Find "For every instance of the outdoor table, set" in the data, then restate the line it sits in and every later line word for word, ending with the last line.

(Photo-based referring expression data)
<<<<

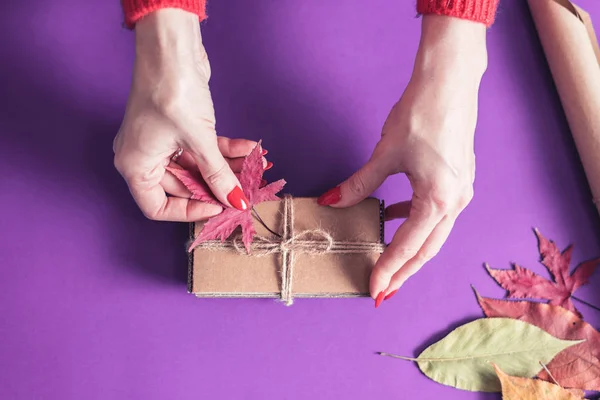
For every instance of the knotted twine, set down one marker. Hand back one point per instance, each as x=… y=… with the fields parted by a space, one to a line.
x=289 y=244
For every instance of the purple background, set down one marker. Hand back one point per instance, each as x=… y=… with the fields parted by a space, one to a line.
x=93 y=303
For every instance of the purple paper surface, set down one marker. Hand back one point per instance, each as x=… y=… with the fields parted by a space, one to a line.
x=93 y=301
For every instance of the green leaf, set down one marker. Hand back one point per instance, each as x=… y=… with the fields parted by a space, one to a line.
x=464 y=358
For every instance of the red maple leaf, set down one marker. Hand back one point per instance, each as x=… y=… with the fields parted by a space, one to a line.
x=223 y=225
x=522 y=283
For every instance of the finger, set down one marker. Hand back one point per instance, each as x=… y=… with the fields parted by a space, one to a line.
x=407 y=241
x=398 y=210
x=186 y=160
x=430 y=248
x=217 y=174
x=358 y=187
x=173 y=186
x=235 y=148
x=155 y=205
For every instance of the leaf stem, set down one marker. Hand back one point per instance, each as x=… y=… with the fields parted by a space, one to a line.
x=263 y=223
x=395 y=356
x=586 y=303
x=549 y=374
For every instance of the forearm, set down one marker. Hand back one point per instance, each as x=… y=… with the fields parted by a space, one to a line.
x=452 y=45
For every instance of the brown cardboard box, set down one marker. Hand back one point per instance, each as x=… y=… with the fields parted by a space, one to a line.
x=227 y=272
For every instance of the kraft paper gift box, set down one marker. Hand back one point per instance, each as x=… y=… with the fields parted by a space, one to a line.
x=314 y=251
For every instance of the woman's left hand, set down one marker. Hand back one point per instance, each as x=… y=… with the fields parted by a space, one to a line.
x=428 y=136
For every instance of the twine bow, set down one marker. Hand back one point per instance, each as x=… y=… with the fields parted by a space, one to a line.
x=289 y=244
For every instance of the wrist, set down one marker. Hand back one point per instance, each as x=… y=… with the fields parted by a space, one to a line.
x=452 y=45
x=169 y=36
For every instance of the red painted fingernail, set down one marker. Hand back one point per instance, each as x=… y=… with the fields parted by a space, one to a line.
x=330 y=197
x=237 y=199
x=379 y=299
x=389 y=296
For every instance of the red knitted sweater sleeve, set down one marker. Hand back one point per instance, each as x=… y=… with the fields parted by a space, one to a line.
x=482 y=11
x=475 y=10
x=134 y=10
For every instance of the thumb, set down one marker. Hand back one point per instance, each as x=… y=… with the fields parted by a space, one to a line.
x=218 y=175
x=358 y=187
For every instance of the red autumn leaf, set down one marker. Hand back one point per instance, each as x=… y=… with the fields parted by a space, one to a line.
x=522 y=283
x=194 y=183
x=575 y=367
x=223 y=225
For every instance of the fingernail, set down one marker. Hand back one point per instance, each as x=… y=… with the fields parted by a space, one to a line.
x=379 y=299
x=389 y=296
x=330 y=197
x=237 y=199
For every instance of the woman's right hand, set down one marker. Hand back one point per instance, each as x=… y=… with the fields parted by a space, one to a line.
x=170 y=108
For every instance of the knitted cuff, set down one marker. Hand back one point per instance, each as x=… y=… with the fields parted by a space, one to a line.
x=134 y=10
x=482 y=11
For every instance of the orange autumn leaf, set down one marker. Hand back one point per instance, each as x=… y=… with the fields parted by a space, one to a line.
x=522 y=283
x=575 y=367
x=514 y=388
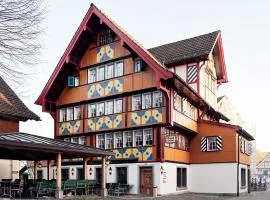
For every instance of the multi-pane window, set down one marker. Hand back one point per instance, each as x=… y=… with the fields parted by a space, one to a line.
x=118 y=104
x=243 y=177
x=181 y=177
x=91 y=110
x=101 y=141
x=212 y=144
x=70 y=113
x=127 y=139
x=105 y=108
x=147 y=137
x=109 y=141
x=100 y=109
x=136 y=102
x=146 y=100
x=108 y=71
x=118 y=140
x=138 y=138
x=63 y=115
x=76 y=81
x=100 y=73
x=92 y=75
x=108 y=107
x=77 y=112
x=138 y=65
x=157 y=99
x=119 y=69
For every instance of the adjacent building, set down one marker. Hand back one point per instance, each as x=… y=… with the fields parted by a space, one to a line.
x=12 y=111
x=156 y=109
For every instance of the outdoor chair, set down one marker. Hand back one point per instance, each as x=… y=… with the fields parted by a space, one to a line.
x=17 y=188
x=70 y=186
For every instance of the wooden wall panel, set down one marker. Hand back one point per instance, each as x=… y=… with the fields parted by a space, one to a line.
x=228 y=153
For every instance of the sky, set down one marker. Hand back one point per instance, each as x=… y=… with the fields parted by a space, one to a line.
x=245 y=29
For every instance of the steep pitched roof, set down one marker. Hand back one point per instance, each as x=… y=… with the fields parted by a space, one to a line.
x=125 y=38
x=185 y=50
x=11 y=107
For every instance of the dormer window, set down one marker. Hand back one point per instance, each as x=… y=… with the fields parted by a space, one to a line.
x=105 y=38
x=138 y=65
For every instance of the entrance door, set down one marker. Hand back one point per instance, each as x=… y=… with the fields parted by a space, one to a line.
x=146 y=181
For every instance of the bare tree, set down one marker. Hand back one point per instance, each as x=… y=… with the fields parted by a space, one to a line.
x=20 y=29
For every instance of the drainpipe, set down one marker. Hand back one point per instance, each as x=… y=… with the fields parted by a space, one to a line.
x=238 y=156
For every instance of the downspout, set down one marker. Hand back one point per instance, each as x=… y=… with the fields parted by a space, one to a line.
x=238 y=157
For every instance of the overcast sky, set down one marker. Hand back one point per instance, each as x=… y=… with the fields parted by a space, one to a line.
x=245 y=28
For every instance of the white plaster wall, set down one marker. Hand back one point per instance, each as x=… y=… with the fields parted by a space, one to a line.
x=168 y=180
x=213 y=178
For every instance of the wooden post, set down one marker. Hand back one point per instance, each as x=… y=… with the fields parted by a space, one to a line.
x=48 y=170
x=103 y=181
x=59 y=192
x=35 y=170
x=85 y=168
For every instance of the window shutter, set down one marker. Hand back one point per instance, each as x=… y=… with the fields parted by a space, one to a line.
x=71 y=81
x=219 y=143
x=204 y=144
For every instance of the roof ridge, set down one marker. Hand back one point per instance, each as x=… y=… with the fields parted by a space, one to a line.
x=217 y=31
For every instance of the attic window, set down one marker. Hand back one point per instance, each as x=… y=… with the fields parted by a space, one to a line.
x=105 y=38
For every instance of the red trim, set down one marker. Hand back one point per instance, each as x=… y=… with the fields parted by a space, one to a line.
x=164 y=73
x=222 y=59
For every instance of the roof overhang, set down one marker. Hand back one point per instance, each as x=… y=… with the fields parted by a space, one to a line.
x=23 y=146
x=161 y=71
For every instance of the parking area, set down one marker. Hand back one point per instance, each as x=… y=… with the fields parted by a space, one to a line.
x=252 y=196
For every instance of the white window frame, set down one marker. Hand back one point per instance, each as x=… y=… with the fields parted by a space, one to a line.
x=109 y=137
x=90 y=113
x=125 y=140
x=77 y=112
x=212 y=143
x=119 y=69
x=70 y=113
x=92 y=77
x=98 y=107
x=118 y=140
x=157 y=99
x=62 y=115
x=109 y=71
x=100 y=143
x=109 y=107
x=146 y=133
x=146 y=100
x=138 y=134
x=139 y=102
x=118 y=107
x=100 y=73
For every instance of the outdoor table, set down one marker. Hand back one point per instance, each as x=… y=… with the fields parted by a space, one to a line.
x=6 y=185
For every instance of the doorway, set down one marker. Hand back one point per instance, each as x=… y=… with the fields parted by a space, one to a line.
x=146 y=181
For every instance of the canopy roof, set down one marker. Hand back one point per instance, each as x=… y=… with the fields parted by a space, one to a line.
x=23 y=146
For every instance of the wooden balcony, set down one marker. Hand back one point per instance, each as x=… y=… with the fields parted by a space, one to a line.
x=185 y=121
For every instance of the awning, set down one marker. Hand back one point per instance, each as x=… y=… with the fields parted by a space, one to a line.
x=24 y=146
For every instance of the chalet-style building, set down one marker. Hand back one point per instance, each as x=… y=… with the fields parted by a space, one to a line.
x=12 y=111
x=156 y=109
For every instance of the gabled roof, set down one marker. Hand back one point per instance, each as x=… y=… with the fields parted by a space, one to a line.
x=24 y=146
x=162 y=71
x=11 y=107
x=192 y=50
x=185 y=50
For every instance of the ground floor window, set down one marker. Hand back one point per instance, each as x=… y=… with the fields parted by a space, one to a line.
x=65 y=174
x=181 y=177
x=122 y=175
x=243 y=177
x=80 y=174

>>>>

> _FINISHED EXERCISE_
For every instance of the outdoor table, set down one marker. Hand back one point per instance, each as x=… y=… with the fields parted by a space, one to a line.
x=6 y=185
For every instance of the doorway, set down one marker. Hand back one point per instance, each as x=… y=… with the fields parted by a space, one to a line.
x=146 y=181
For every instance of the canopy roof, set down one marker. Hand back one point per instance, each as x=… y=… with the fields parted by a space, one to a line.
x=23 y=146
For every instance of the wooden balcony, set down one marker. Hand back one point per instance, each as x=… y=… with the fields parted by a space, one to a line.
x=185 y=121
For every instance of the awning, set down one marker. Hand back one point per instance, each as x=… y=… with the fields parted by a space, one to a line.
x=24 y=146
For every instance of the chalet-style building, set down one marker. Hand back one point per instance, each as x=… y=… with the fields parted by a space, one to a line.
x=12 y=111
x=156 y=109
For every instance of the gabled roof, set down one marker. Hand back one point per instance, each as x=… y=… with the fields parted by a space, one to a line.
x=24 y=146
x=162 y=71
x=11 y=107
x=192 y=50
x=185 y=50
For every instance of the ground floor window, set down one marker. Hand back one point per instance, each as x=… y=… with the fields parted by a space, one to a line.
x=65 y=174
x=181 y=177
x=122 y=175
x=243 y=177
x=80 y=174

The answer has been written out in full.